● **Passage shown**:

——

Spoilers for Get Carter (1971). Trigger warnings for discussion of sexual assault.
In his introduction to the BFI Blu-ray release of Get Carter, Michael Caine explained that the film was revolutionary in its depiction of UK gangsters. Jack Carter (Caine) is not a loveable rogue, or some dim-witted thug; his moral compass is malleable; his reactions are dependent on whether he has been impacted and his response can be sudden and violent.
It's the dichotomy of gangster films that we are expected to root for a killer, while also demonising the antagonists of the picture. Looking at the characters objectively, Carter is no better than the ‘villains’ he’s fighting against but writer/director Mike Hodges makes no excuses for this.
Carter leaves London and heads to Newcastle-upon-Tyne to investigate his brother’s suspicious death. As he works his way through various characters controlling the underground in the north east, we find out more about Carter. For starters, it’s insinuated that he is actually the father of his niece, Doreen (Petra Markham), which was the reason that the relationship between the brother’s was strained.
Quickly, this depicts Carter as a particularly selfish character. For much of the film, his own needs take priority. If we are to explore Carter’s morality, his treatment of women is the best place to start. At the beginning of the film, we see Carter at a meeting with his cohorts. As they discuss business – primarily whether Carter should go up north or not – a stag film plays in the background. Carter shows no strong reaction to the film.
This opening scene also establishes a relationship between Carter and Anna (Britt Eckland), the girlfriend of Carter’s boss Gerald Feltcher (Terence Rigby). Carter plans to runaway with Anna, leaving his gangland past behind, yet he’s regularly unfaithful and you suspect that this relationship is simply a way for Carter to exert a small amount of power over his boss.
Even their most intimate moment (the now famous phone sex scene) is used by Carter to start a seduction of his northern landlady.
His attitude to women and sex is entirely about his own needs, and yet it is sex that presents a crack in the hardman persona. Having started an affair with Glenda, a partner of crime boss Cyril Kinnear, Carter discovers a film reel in her apartment. When he watches it, he realises that Doreen was forced to take part in a porn film. This discovery ties the film together, explaining why Carter’s brother was killed, and why previously friendly characters have been cagey around him.
But it’s Caine’s performance that really sells the scene. As he watches the reel, he sits in bed shocked. Nothing is said but you can see the emotions across his face, switching from genuine upset to fury. It’s the catalyst to the escalating violence that drives Get Carter towards its conclusion.

——

● **Supplied material**:
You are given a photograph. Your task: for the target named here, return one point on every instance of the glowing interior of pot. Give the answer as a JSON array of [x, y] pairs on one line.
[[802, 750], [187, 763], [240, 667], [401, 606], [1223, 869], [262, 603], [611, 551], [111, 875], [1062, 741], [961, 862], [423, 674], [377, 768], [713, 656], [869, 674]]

——

● **Tasks and exercises**:
(1) From the Get Carter review, quote the text starting with "Carter leaves London" and going on through "to the film.".
(2) Answer these questions from the Get Carter review:
(a) To which city does Carter travel from London?
(b) Which actor plays Anna?
(c) What does Carter find in Glenda's apartment?

● **Per-task outputs**:
(1)
Carter leaves London and heads to Newcastle-upon-Tyne to investigate his brother’s suspicious death. As he works his way through various characters controlling the underground in the north east, we find out more about Carter. For starters, it’s insinuated that he is actually the father of his niece, Doreen (Petra Markham), which was the reason that the relationship between the brother’s was strained.
Quickly, this depicts Carter as a particularly selfish character. For much of the film, his own needs take priority. If we are to explore Carter’s morality, his treatment of women is the best place to start. At the beginning of the film, we see Carter at a meeting with his cohorts. As they discuss business – primarily whether Carter should go up north or not – a stag film plays in the background. Carter shows no strong reaction to the film.

(2)
(a) Newcastle-upon-Tyne
(b) Britt Eckland
(c) A film reel